**What you will do:**
In this exercise, retype exactly the lines from the start of the entries through the line bearing "box: [364, 211, 435, 520]", leaving every picture out.

**Data under study:**
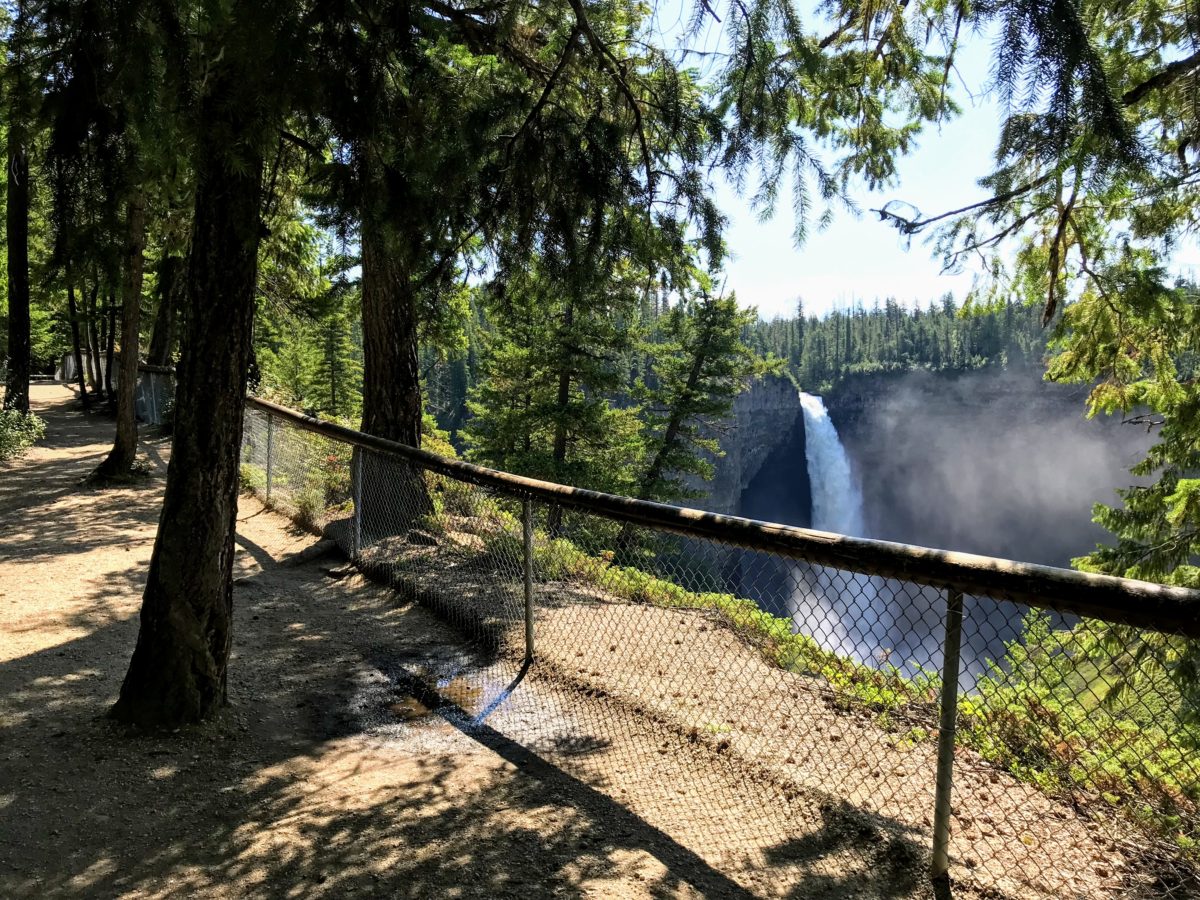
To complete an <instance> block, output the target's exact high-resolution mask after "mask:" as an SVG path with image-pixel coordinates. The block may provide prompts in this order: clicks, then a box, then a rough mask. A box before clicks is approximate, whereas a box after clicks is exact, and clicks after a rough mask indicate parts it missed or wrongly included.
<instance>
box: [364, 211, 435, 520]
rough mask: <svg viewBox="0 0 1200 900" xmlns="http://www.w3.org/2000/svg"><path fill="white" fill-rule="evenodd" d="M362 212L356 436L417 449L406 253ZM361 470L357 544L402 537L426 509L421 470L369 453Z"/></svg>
mask: <svg viewBox="0 0 1200 900" xmlns="http://www.w3.org/2000/svg"><path fill="white" fill-rule="evenodd" d="M389 230H390V229H389V228H388V226H386V223H384V222H380V221H379V217H378V216H377V215H376V214H374V212H373V211H372V210H371V209H370V208H366V206H365V209H364V215H362V228H361V240H362V247H361V253H362V431H365V432H367V433H368V434H376V436H378V437H382V438H388V439H389V440H396V442H398V443H401V444H407V445H408V446H416V448H419V446H420V445H421V414H422V406H421V378H420V364H419V355H418V346H419V344H418V318H416V298H415V296H414V289H413V283H412V278H410V275H409V270H408V266H407V265H406V254H404V253H403V252H397V248H396V246H395V244H396V241H394V240H389V236H390V234H389ZM358 460H359V464H362V466H364V470H362V485H364V492H362V494H364V496H362V497H361V498H359V503H360V505H361V510H362V511H361V518H360V521H361V522H362V530H364V535H365V539H368V540H377V539H379V538H383V536H388V535H392V534H404V533H406V532H408V529H409V528H410V527H412V524H413V522H414V521H415V520H418V518H420V517H421V516H426V515H428V514H430V512H432V511H433V503H432V500H431V499H430V494H428V490H427V488H426V485H425V478H424V474H422V473H421V470H419V469H415V468H413V467H409V466H404V464H402V463H400V462H397V461H392V460H382V458H380V457H377V456H374V455H373V454H361V455H359V457H358Z"/></svg>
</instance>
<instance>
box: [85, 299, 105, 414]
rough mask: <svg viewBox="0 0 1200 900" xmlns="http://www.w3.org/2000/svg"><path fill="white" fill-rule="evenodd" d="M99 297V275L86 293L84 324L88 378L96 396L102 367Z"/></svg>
mask: <svg viewBox="0 0 1200 900" xmlns="http://www.w3.org/2000/svg"><path fill="white" fill-rule="evenodd" d="M98 298H100V276H98V275H97V276H96V281H95V283H94V284H92V286H91V293H90V294H89V295H88V300H86V304H88V306H86V312H88V316H86V326H88V380H89V383H90V384H91V392H92V394H95V395H96V396H97V397H98V396H100V395H101V392H102V380H101V379H102V378H103V368H102V366H101V365H100V347H101V344H100V332H98V330H97V328H96V320H97V318H98V316H97V310H96V306H97V299H98Z"/></svg>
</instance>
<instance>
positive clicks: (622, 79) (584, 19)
mask: <svg viewBox="0 0 1200 900" xmlns="http://www.w3.org/2000/svg"><path fill="white" fill-rule="evenodd" d="M568 2H569V4H570V6H571V12H574V13H575V23H576V24H577V25H578V28H580V29H581V30H582V31H583V35H584V36H586V37H587V38H588V43H590V44H592V47H593V49H594V50H595V52H596V54H599V56H600V62H601V65H604V67H605V68H607V70H608V73H610V74H611V76H612V77H613V79H616V82H617V88H618V89H619V90H620V92H622V94H623V95H625V100H626V101H628V102H629V106H630V110H631V112H632V114H634V127H635V128H636V131H637V140H638V144H640V145H641V149H642V164H643V166H646V181H647V187H648V188H649V192H650V199H652V202H653V198H654V163H653V161H652V157H650V146H649V143H648V142H647V139H646V124H644V122H643V120H642V108H641V106H640V104H638V102H637V96H636V95H635V94H634V91H632V89H631V88H630V86H629V82H628V80H625V76H624V73H623V72H622V71H620V64H619V62H618V61H617V58H616V56H614V55H613V53H612V50H610V49H608V47H607V44H605V42H604V41H601V40H600V36H599V35H596V32H595V30H594V29H593V28H592V23H590V20H588V13H587V10H584V8H583V2H582V0H568Z"/></svg>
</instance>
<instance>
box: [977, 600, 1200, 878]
mask: <svg viewBox="0 0 1200 900" xmlns="http://www.w3.org/2000/svg"><path fill="white" fill-rule="evenodd" d="M1147 644H1148V646H1147ZM1190 653H1194V648H1193V649H1190V650H1188V649H1186V648H1183V647H1182V646H1181V644H1180V642H1176V641H1169V640H1166V638H1160V637H1156V636H1153V635H1145V634H1142V635H1140V636H1139V635H1135V634H1133V632H1132V631H1124V630H1122V631H1121V632H1117V631H1114V629H1111V628H1110V626H1108V625H1105V624H1104V623H1098V622H1092V620H1088V619H1085V620H1084V622H1081V623H1080V624H1078V625H1075V626H1074V628H1073V629H1068V630H1055V629H1052V628H1051V624H1050V619H1049V617H1048V616H1045V614H1044V613H1040V612H1038V611H1031V612H1030V613H1028V616H1027V617H1026V619H1025V622H1024V629H1022V635H1021V638H1020V640H1015V641H1010V642H1009V643H1008V644H1007V650H1006V655H1004V659H1003V660H1002V661H1000V662H995V664H992V665H991V667H990V671H989V673H988V676H986V677H984V678H983V679H982V680H980V682H979V685H978V689H977V692H976V694H972V695H970V696H966V697H964V698H962V700H961V701H960V704H959V712H960V715H961V716H962V726H961V728H960V731H959V739H960V740H961V742H962V743H965V744H967V745H968V746H972V748H974V749H976V750H978V751H979V752H980V755H982V756H983V757H984V758H986V760H990V761H991V762H995V763H997V764H1000V766H1003V767H1004V768H1007V769H1008V770H1009V772H1012V773H1013V774H1014V775H1016V776H1018V778H1020V779H1022V780H1026V781H1030V782H1032V784H1034V785H1037V786H1038V787H1040V788H1042V790H1044V791H1046V792H1049V793H1052V794H1061V796H1091V797H1094V796H1097V794H1099V796H1102V797H1103V798H1104V799H1105V802H1106V803H1108V804H1109V805H1110V806H1112V808H1115V809H1117V810H1118V811H1121V812H1122V814H1123V815H1126V816H1128V817H1129V818H1130V820H1132V821H1134V822H1135V823H1138V824H1139V826H1141V827H1144V828H1147V829H1150V830H1151V832H1152V833H1156V834H1159V835H1163V836H1165V838H1168V839H1171V840H1175V841H1176V844H1177V845H1178V846H1180V848H1181V850H1183V851H1184V852H1187V853H1188V854H1189V856H1190V857H1192V858H1193V859H1194V860H1196V862H1200V854H1198V853H1196V851H1198V850H1200V847H1195V846H1192V845H1190V839H1189V838H1188V835H1195V834H1196V833H1198V830H1200V769H1198V767H1196V763H1195V752H1196V749H1198V748H1200V725H1198V724H1196V721H1195V719H1194V718H1190V719H1189V716H1187V715H1186V714H1184V713H1183V710H1184V709H1186V708H1187V706H1188V703H1189V701H1188V700H1187V698H1186V697H1184V696H1182V695H1181V692H1180V690H1178V683H1177V680H1176V678H1175V676H1174V670H1175V668H1176V667H1177V665H1178V662H1180V659H1181V658H1182V656H1184V655H1188V654H1190Z"/></svg>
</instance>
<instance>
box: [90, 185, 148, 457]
mask: <svg viewBox="0 0 1200 900" xmlns="http://www.w3.org/2000/svg"><path fill="white" fill-rule="evenodd" d="M126 215H127V234H126V239H125V278H124V281H122V283H121V372H120V377H119V378H118V388H119V392H118V395H116V438H115V439H114V442H113V449H112V451H110V452H109V454H108V456H107V457H106V458H104V462H102V463H101V464H100V468H98V469H96V475H97V476H100V478H102V479H104V478H121V476H125V475H128V474H130V472H131V470H132V469H133V463H134V462H136V460H137V454H138V422H137V415H136V412H137V410H136V406H137V388H138V338H139V328H140V318H142V271H143V264H144V258H145V245H146V206H145V196H144V194H143V193H142V192H140V191H138V192H136V193H134V194H133V196H132V197H131V198H130V202H128V210H127V212H126ZM109 346H112V344H109ZM108 365H109V370H112V365H113V356H112V354H109V356H108ZM109 378H112V371H109Z"/></svg>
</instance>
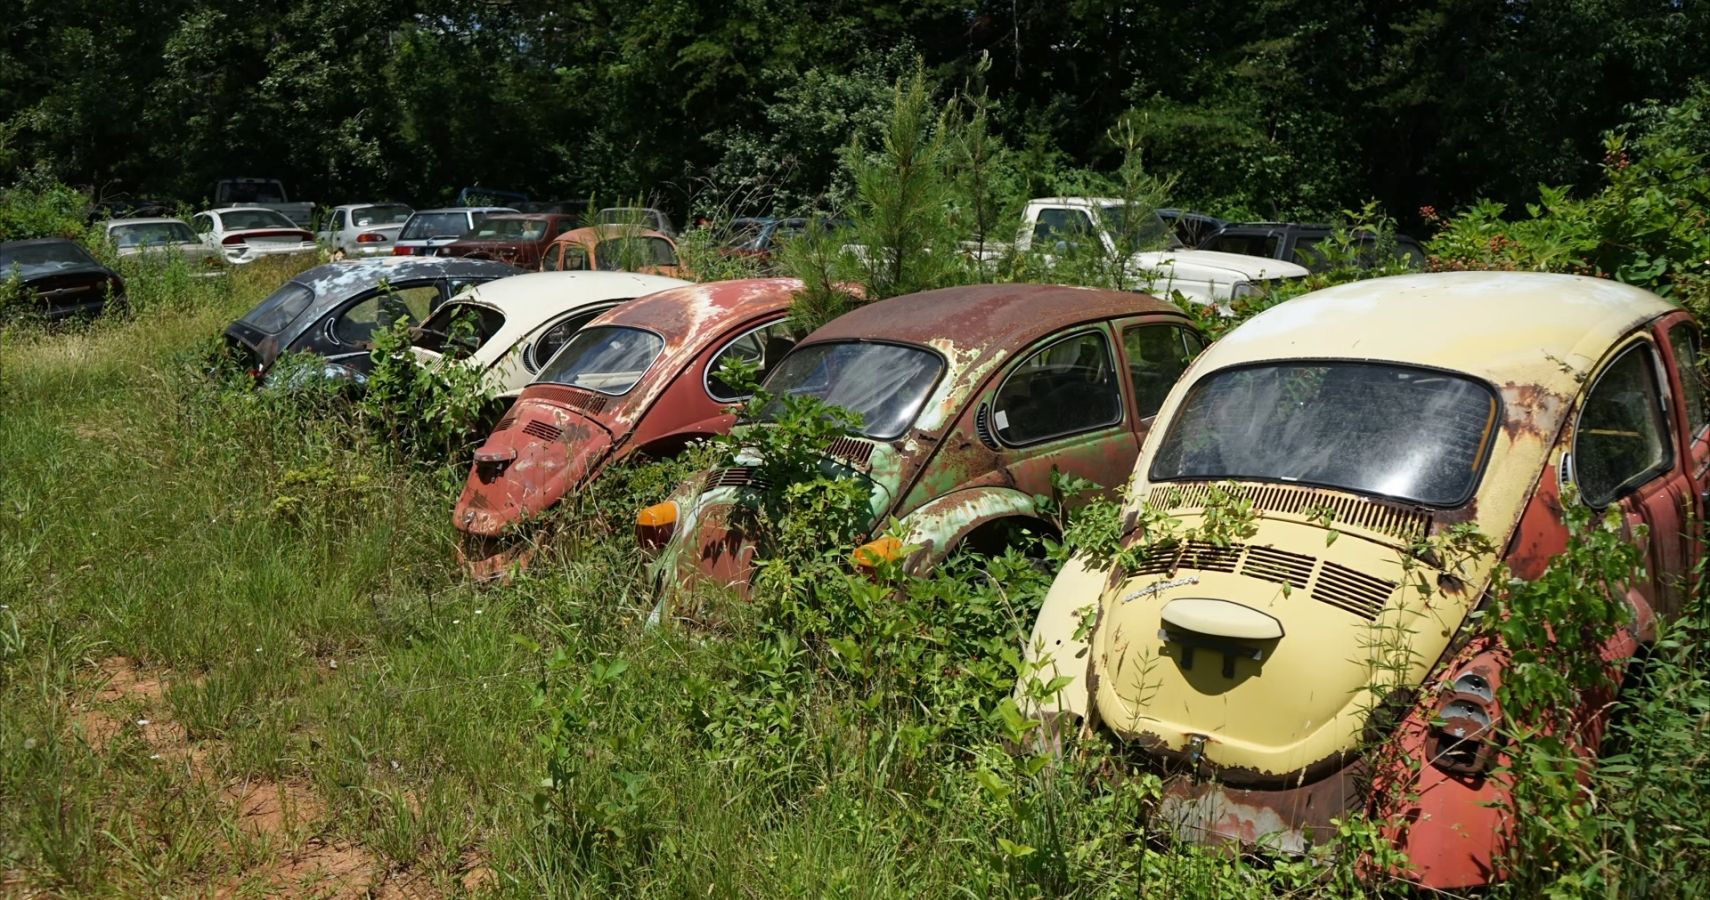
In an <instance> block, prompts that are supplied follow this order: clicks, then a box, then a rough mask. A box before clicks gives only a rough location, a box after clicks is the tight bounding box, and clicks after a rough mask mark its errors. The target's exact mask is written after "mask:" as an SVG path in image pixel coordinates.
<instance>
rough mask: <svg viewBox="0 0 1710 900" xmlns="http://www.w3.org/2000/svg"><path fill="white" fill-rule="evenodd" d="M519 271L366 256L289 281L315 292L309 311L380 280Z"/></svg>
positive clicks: (411, 259) (418, 257)
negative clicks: (311, 304)
mask: <svg viewBox="0 0 1710 900" xmlns="http://www.w3.org/2000/svg"><path fill="white" fill-rule="evenodd" d="M520 272H522V269H516V267H515V265H508V263H503V262H492V260H470V258H463V257H369V258H357V260H340V262H328V263H325V265H316V267H315V269H308V270H304V272H303V274H299V275H298V277H294V279H291V281H294V282H298V284H301V286H304V287H308V289H310V291H313V293H315V303H313V308H323V306H332V305H337V303H339V301H342V299H344V298H347V296H351V294H354V293H357V291H366V289H369V287H373V286H374V284H378V282H380V281H381V279H386V281H393V282H400V281H414V279H431V277H492V279H501V277H508V275H515V274H520ZM316 315H318V313H316Z"/></svg>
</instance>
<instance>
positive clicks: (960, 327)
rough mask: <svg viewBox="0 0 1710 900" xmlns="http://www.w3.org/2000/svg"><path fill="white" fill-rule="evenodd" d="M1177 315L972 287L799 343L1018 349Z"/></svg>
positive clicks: (884, 305) (1160, 307)
mask: <svg viewBox="0 0 1710 900" xmlns="http://www.w3.org/2000/svg"><path fill="white" fill-rule="evenodd" d="M1144 313H1166V315H1176V317H1182V315H1185V313H1183V311H1182V310H1178V308H1175V306H1171V305H1170V303H1165V301H1161V299H1158V298H1154V296H1151V294H1139V293H1134V291H1106V289H1094V287H1069V286H1062V284H971V286H966V287H942V289H937V291H922V293H918V294H903V296H896V298H889V299H879V301H874V303H867V305H864V306H858V308H855V310H853V311H850V313H846V315H841V317H838V318H834V320H831V322H828V323H826V325H823V327H821V329H819V330H816V332H814V334H811V335H807V339H805V340H804V344H807V342H817V340H852V339H879V340H906V342H911V344H930V342H937V340H951V342H954V344H963V346H992V347H1009V349H1012V351H1014V349H1019V347H1021V346H1024V344H1029V342H1033V340H1035V339H1038V337H1043V335H1047V334H1052V332H1055V330H1058V329H1064V327H1069V325H1074V323H1077V322H1093V320H1100V318H1120V317H1129V315H1144Z"/></svg>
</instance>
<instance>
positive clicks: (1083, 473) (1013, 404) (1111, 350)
mask: <svg viewBox="0 0 1710 900" xmlns="http://www.w3.org/2000/svg"><path fill="white" fill-rule="evenodd" d="M1111 337H1113V335H1111V330H1110V327H1108V323H1096V325H1077V327H1074V329H1069V330H1065V332H1060V334H1057V335H1052V337H1048V339H1045V340H1043V342H1040V344H1035V347H1031V349H1029V351H1028V352H1023V354H1019V361H1017V363H1016V364H1012V366H1009V370H1007V371H1005V373H1004V376H1002V378H1000V380H999V382H997V388H995V390H994V392H992V395H990V400H988V404H990V407H988V409H990V419H988V424H990V431H988V433H990V436H992V438H994V440H995V443H997V447H995V452H997V465H999V469H1002V471H1004V472H1007V474H1009V479H1011V481H1012V484H1014V488H1016V489H1017V491H1023V493H1028V494H1050V493H1052V471H1060V472H1064V474H1069V476H1076V477H1082V479H1088V481H1091V483H1094V484H1098V486H1101V488H1115V486H1117V484H1122V483H1123V479H1127V476H1129V472H1130V471H1132V469H1134V459H1135V455H1139V447H1141V445H1139V440H1137V438H1135V436H1134V429H1132V428H1129V417H1130V412H1129V407H1130V402H1129V397H1127V388H1125V387H1123V385H1125V382H1127V378H1122V376H1120V375H1118V371H1117V361H1118V356H1117V347H1115V342H1113V340H1111Z"/></svg>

**Written answer:**
To complete an <instance> block, output the target's exact high-resolution mask after "mask:" as an SVG path with image-pixel coordinates. The block may provide prompts in this order: clicks, then a box, then a rough mask. A box before clicks is approximate, whereas a box after clicks is exact, and clicks after a rough mask indicate parts it missed or wrongly included.
<instance>
box: [364, 211, 435, 520]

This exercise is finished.